| Work instruction |
Return the records below character for character.
====== Task input ======
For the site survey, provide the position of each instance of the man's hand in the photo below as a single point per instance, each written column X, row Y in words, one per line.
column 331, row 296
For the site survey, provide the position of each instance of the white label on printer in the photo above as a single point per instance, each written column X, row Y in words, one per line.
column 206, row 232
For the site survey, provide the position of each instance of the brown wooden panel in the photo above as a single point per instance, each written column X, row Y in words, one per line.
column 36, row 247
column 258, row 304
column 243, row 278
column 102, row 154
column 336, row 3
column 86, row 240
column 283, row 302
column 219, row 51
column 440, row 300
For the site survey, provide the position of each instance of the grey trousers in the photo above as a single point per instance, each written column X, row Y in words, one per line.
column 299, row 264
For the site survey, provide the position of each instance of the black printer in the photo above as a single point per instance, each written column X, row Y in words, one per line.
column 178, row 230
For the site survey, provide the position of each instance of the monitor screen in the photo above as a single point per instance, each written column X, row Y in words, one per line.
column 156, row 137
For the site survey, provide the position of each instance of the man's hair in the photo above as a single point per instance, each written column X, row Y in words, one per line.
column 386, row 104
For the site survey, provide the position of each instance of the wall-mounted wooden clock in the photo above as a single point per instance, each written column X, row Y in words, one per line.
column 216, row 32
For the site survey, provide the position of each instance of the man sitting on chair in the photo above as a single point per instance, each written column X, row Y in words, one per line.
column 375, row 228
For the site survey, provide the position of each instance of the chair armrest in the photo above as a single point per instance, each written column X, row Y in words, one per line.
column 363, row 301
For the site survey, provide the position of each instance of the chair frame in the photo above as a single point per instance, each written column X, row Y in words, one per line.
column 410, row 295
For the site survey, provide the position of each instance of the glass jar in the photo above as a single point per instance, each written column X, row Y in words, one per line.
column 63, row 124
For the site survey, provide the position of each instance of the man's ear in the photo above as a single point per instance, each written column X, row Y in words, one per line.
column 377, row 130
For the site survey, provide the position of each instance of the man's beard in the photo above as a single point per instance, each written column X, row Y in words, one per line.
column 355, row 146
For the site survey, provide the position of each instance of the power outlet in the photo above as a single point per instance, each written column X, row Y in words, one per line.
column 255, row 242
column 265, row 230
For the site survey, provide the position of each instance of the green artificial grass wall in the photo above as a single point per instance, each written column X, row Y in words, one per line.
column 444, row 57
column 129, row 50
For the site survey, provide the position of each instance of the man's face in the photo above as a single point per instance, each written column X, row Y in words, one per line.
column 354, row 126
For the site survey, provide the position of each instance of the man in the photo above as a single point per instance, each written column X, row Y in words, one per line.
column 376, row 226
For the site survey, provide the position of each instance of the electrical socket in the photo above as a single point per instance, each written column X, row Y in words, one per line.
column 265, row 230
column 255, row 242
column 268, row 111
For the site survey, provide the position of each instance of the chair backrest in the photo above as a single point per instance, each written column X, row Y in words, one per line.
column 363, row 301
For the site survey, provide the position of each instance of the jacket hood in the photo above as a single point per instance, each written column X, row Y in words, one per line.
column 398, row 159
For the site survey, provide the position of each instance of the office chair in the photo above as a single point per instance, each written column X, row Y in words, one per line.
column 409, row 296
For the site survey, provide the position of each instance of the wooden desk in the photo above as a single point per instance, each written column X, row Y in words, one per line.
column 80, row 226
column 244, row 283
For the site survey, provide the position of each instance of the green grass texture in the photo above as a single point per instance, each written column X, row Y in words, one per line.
======
| Solution to the exercise |
For the site survey, provide the position of each instance of the man's hand in the photo below as a single point per instance, each written column X, row Y in words, one per line.
column 331, row 296
For the site survey, provide the position of each instance of the white label on printer in the photo above as a single point per instance, each written column X, row Y in words, one per line.
column 206, row 232
For the site survey, provide the position of each instance of the brown wooden panel in the photo above as a single point per instance, each written column X, row Y in words, one per line.
column 36, row 247
column 258, row 304
column 243, row 278
column 102, row 154
column 336, row 3
column 86, row 240
column 283, row 302
column 219, row 51
column 440, row 300
For the site survey, provide the position of each instance of the grey trousers in the photo above as a single point per instance, each written column X, row Y in words, one per line.
column 299, row 264
For the site survey, provide the position of each instance of the black printer in the photo above as a single point per instance, each written column X, row Y in words, one per line.
column 178, row 230
For the site survey, provide the position of each instance of the monitor screen in the photo above as a single point per instance, each written column X, row Y in words, one per line.
column 156, row 137
For the site survey, provide the position of each instance of the man's hair in the photo above as a single point per instance, each written column X, row Y in words, one per line.
column 386, row 104
For the site survey, provide the position of each instance of the wall-mounted wooden clock in the photo above as a single point per instance, each written column X, row Y in words, one per line.
column 216, row 32
For the site survey, provide the position of each instance of the man sitting on chair in the photo above as a single point per instance, each written column X, row Y in words, one per line.
column 375, row 228
For the site survey, provide the position of each instance of the chair armrest in the photo above as a single point per instance, each written column X, row Y in words, one per line.
column 363, row 301
For the site survey, provide the position of each instance of the chair frame in the photo above as a single point per instance, each written column X, row Y in words, one per line.
column 410, row 295
For the site survey, provide the position of each instance of the glass jar in the photo above as a single point per instance, each written column X, row Y in words, one per line.
column 63, row 124
For the site survey, provide the position of each instance of the man's ear in the photo above as a single point per instance, each written column X, row Y in words, one per line.
column 377, row 130
For the site survey, provide the position of each instance of the man's beard in the photo above as a single point per instance, each written column X, row Y in words, one per line.
column 355, row 146
For the site survey, provide the position of each instance of the power outlet in the photo above as a single point per instance, each written column X, row Y in words, one per line.
column 255, row 242
column 265, row 230
For the site survey, provide the position of each instance of the green artificial grass wall in the photo above as a single point per instance, each written column X, row Y in words, one per line.
column 444, row 57
column 129, row 50
For the site survey, provide the position of each instance of the man's face in the photo above as a single point per instance, each written column X, row Y in words, one per line.
column 354, row 126
For the site survey, provide the position of each instance of the man in the photo above as a single point per instance, each written column X, row Y in words, one per line.
column 376, row 226
For the site survey, provide the position of each instance of the electrical socket in the photo above as a single point per instance, each written column X, row Y in words, one per line.
column 265, row 230
column 255, row 242
column 268, row 111
For the site survey, provide the position of each instance of the chair backrest in the photo above as a single point per instance, each written column X, row Y in words, one per line.
column 363, row 301
For the site survey, provide the position of each instance of the jacket hood in the photo above as a single point per instance, each written column X, row Y in words, one per line.
column 398, row 159
For the site survey, provide the position of each instance of the office chair in the photo above as a single point per instance, each written column X, row Y in words, one per line.
column 409, row 296
For the site survey, provide the position of each instance of the wooden desk in the photo above as a single point per instance, each written column X, row Y in words, one per line.
column 80, row 226
column 244, row 283
For the site survey, provide the position of each instance of the green grass texture in the photo above as a single point per instance, each written column X, row Y in words, one per line.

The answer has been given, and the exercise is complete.